>> Start Excerpt

Georges Cuvier's analysis of fossils and discovery of extinction disrupted static views of nature in the early 19th century, confirming geology as showing a historical sequence of life. British natural theology, which sought examples of adaptation to show design by a benevolent Creator, adopted catastrophism to show earlier organisms being replaced in a series of creations by new organisms better adapted to a changed environment. Charles Lyell (1797–1875) also saw adaptation to changing environments as a sign of a benevolent Creator, but his uniformitarianism envisaged continuing extinctions, leaving unanswered the problem of providing replacements. As seen in correspondence between Lyell and John Herschel, scientists were looking for creation by laws rather than by miraculous interventions. In continental Europe, the idealism of philosophers including Lorenz Oken (1779–1851) developed a Naturphilosophie in which patterns of development from archetypes were a purposeful divine plan aimed at forming humanity. These scientists rejected transmutation of species as materialist. radicalism threatening the established hierarchies of society. The idealist Louis Agassiz (1807–1873), a persistent opponent of transmutation, saw mankind as the goal of a sequence of creations, but his concepts were the first to be adapted into a scheme of theistic evolutionism, when in Vestiges of the Natural History of Creation published in 1844, its anonymous author (Robert Chambers) set out goal-centred progressive development as the Creator's divine plan, programmed to unfold without direct intervention or miracles. The book became a best-seller and popularised the idea of transmutation in a designed "law of progression". The scientific establishment strongly attacked Vestiges  at the time, but later more sophisticated theistic evolutionists followed the same approach of looking for patterns of development as evidence of design.

>> End Excerpt

Task A:
Copy the records word for word, from the line containing "Locate the dish" through the last line of the records, leaving out the pictures.

>> Start Extracted material

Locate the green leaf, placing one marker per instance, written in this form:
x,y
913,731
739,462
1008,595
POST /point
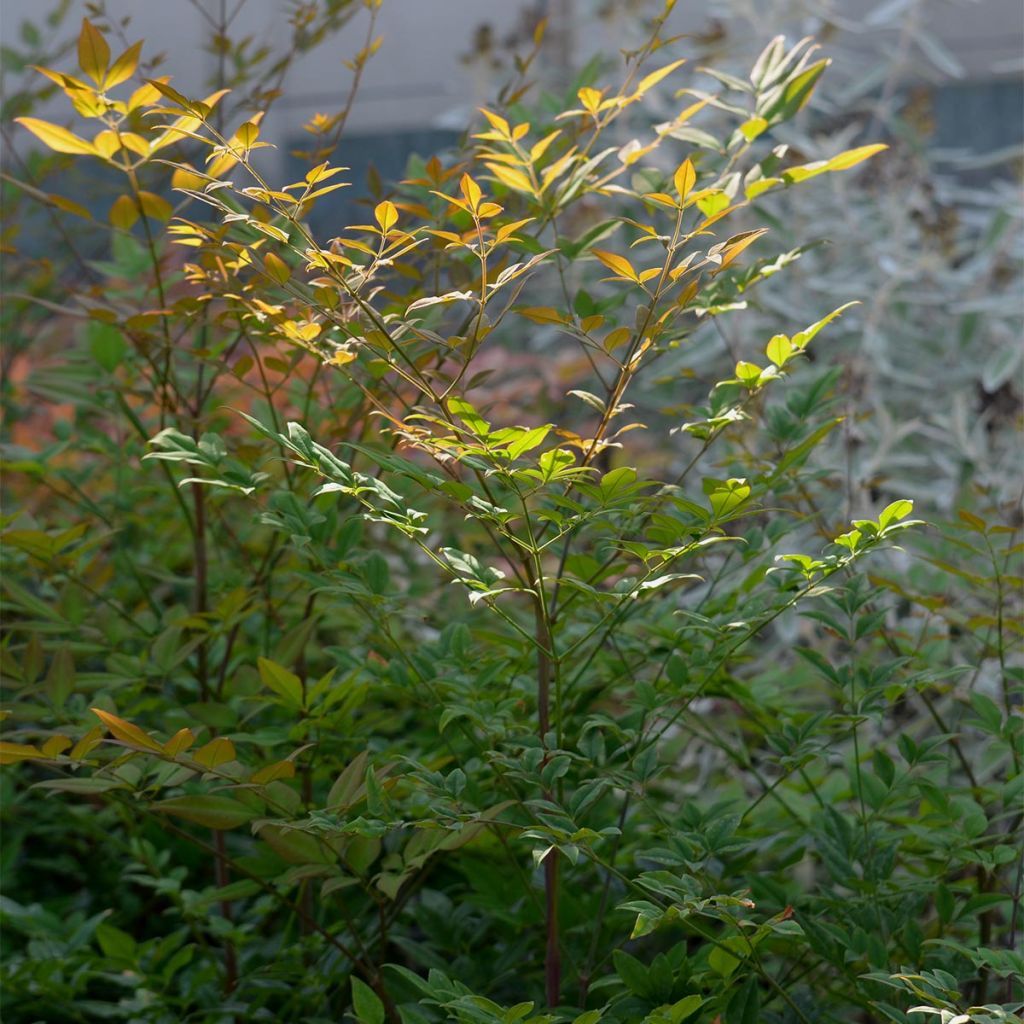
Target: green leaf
x,y
211,811
366,1003
744,1007
894,512
115,943
286,684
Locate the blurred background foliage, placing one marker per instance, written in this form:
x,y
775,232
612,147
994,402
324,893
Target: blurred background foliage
x,y
108,919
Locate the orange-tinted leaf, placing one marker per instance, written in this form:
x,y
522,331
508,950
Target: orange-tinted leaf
x,y
127,732
386,215
155,206
124,67
276,268
179,742
511,177
56,744
93,53
471,190
215,753
57,138
685,178
12,753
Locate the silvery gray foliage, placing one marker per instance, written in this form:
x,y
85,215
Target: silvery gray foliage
x,y
933,244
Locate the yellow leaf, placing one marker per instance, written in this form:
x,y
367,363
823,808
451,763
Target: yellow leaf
x,y
685,178
276,268
124,67
136,143
107,143
386,215
182,178
853,157
498,123
155,206
543,314
57,138
88,742
56,744
70,206
215,753
179,742
93,53
590,98
12,753
124,213
655,76
511,177
539,148
144,95
732,251
507,230
617,264
127,732
779,349
471,190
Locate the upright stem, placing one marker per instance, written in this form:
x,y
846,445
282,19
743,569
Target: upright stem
x,y
222,878
552,951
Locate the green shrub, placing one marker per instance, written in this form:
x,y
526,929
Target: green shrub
x,y
646,759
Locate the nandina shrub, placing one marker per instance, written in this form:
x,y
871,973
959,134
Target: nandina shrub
x,y
640,761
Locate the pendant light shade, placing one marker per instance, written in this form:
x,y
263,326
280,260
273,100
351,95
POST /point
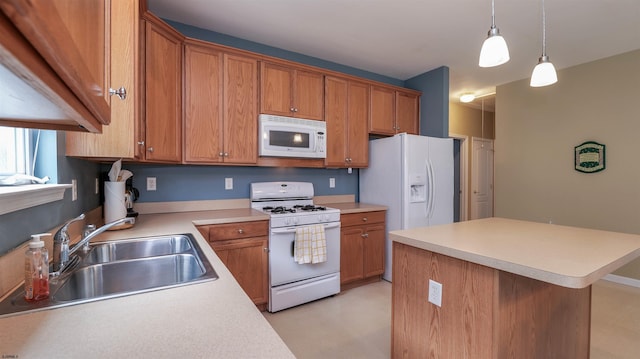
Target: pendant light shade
x,y
544,74
494,50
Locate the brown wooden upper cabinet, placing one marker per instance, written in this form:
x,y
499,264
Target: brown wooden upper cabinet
x,y
221,106
76,48
290,91
163,92
122,138
393,111
347,112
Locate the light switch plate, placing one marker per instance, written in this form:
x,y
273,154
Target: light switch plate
x,y
151,183
435,293
74,190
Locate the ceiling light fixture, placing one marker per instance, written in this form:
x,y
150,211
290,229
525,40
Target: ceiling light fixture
x,y
544,74
494,50
467,97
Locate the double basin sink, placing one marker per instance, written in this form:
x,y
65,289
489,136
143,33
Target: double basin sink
x,y
120,268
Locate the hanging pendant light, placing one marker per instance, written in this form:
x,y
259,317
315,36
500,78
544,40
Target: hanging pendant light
x,y
544,74
494,50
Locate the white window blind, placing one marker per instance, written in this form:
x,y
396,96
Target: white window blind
x,y
15,151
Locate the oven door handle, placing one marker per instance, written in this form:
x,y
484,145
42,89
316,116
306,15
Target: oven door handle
x,y
293,229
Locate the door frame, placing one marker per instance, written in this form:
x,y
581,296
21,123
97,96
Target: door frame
x,y
473,215
464,175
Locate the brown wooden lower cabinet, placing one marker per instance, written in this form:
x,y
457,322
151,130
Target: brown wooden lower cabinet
x,y
243,248
485,312
361,247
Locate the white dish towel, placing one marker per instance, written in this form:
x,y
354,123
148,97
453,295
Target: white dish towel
x,y
310,245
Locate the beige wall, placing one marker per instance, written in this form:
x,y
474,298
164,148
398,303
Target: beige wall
x,y
467,121
537,130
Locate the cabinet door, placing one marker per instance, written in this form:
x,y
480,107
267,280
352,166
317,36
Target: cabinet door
x,y
373,250
351,254
382,114
336,91
76,47
308,98
247,260
358,114
407,113
119,139
275,89
240,109
203,137
163,95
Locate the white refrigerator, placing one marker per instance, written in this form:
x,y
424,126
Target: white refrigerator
x,y
413,176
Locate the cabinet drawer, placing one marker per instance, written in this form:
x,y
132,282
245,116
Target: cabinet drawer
x,y
354,219
221,232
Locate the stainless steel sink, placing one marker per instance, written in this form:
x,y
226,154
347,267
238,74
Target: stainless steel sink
x,y
135,248
120,268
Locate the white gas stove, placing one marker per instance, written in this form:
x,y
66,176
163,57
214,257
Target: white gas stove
x,y
290,206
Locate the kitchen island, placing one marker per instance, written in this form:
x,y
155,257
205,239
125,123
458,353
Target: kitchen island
x,y
510,289
213,319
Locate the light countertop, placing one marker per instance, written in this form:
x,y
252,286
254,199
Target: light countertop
x,y
214,319
567,256
355,207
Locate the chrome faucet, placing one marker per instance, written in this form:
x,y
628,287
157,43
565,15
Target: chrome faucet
x,y
61,251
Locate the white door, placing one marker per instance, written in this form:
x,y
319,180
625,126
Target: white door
x,y
482,178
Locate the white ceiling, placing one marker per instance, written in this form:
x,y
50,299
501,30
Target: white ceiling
x,y
405,38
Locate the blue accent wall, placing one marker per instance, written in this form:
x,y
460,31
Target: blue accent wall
x,y
434,103
192,183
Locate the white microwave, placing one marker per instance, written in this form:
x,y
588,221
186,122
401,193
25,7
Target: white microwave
x,y
282,136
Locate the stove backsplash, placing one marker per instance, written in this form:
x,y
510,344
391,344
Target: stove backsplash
x,y
194,183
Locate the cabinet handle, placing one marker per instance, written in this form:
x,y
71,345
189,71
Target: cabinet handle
x,y
121,92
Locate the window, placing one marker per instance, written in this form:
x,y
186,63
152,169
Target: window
x,y
15,151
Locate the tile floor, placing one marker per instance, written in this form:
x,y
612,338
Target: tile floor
x,y
356,323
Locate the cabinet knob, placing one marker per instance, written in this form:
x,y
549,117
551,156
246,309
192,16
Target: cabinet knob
x,y
121,92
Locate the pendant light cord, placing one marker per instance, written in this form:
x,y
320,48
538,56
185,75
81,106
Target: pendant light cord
x,y
544,31
493,14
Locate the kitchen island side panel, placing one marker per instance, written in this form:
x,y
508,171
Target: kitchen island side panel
x,y
485,312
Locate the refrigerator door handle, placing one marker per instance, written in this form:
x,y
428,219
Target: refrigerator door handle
x,y
431,182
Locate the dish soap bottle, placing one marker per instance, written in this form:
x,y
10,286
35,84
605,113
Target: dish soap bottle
x,y
36,270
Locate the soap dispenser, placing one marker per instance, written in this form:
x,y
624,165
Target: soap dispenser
x,y
36,269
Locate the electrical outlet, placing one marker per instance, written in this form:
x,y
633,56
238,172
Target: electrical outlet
x,y
74,190
151,183
435,293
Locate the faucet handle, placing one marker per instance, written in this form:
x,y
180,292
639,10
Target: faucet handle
x,y
61,234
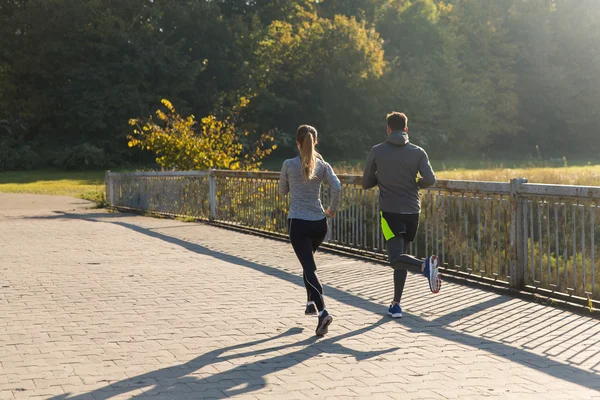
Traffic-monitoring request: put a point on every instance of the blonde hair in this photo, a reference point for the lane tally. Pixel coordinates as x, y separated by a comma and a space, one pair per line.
306, 137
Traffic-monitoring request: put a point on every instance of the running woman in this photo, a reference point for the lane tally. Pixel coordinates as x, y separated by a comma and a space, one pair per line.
394, 165
307, 221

>> End Extracted material

Task B:
Continue the passage on early nineteenth-century ideas about fossils, extinction, and the creation of species from the point where it ends.

Final answer A:
Locate the dish soap bottle, placing one marker per instance, written in this form:
x,y
10,286
35,84
605,113
Target: dish soap bottle
x,y
36,270
Locate the soap dispenser, placing one marker per instance, written in this form:
x,y
624,165
Target: soap dispenser
x,y
36,269
Locate the electrical outlet, placing one marker per instance, written in this form:
x,y
633,56
238,172
Target: electrical outlet
x,y
74,190
151,183
435,293
Locate the faucet handle, placing one marker per instance, written in this form:
x,y
180,292
639,10
Target: faucet handle
x,y
61,234
Traffic-monitoring request: put a point on every instance of the blonde hair in this photo, a reference point for the lane tally. Pixel coordinates as x, y separated by a comma and a space, one pair per line.
306, 137
Traffic-monitoring request: put a point on every instance of the running woman in this photo, a reference point for the lane tally. Pixel coordinates as x, y separated by a comma and a space, one pair per line.
394, 165
307, 221

Final answer B:
The comparative anatomist Richard Owen (1804–1892), a prominent figure in the Victorian era scientific establishment, opposed transmutation throughout his life. When formulating homology he adapted idealist philosophy to reconcile natural theology with development, unifying nature as divergence from an underlying form in a process demonstrating design. His conclusion to his On the Nature of Limbs of 1849 suggested that divine laws could have controlled the development of life, but he did not expand this idea after objections from his conservative patrons. Others supported the idea of development by law, including the botanist Hewett Watson (1804–1881) and the Reverend Baden Powell (1796–1860), who wrote in 1855 that such laws better illustrated the powers of the Creator. In 1858 Owen in his speech as President of the British Association said that in "continuous operation of Creative power" through geological time, new species of animals appeared in a "successive and continuous fashion" through birth from their antecedents by a Creative law rather than through slow transmutation.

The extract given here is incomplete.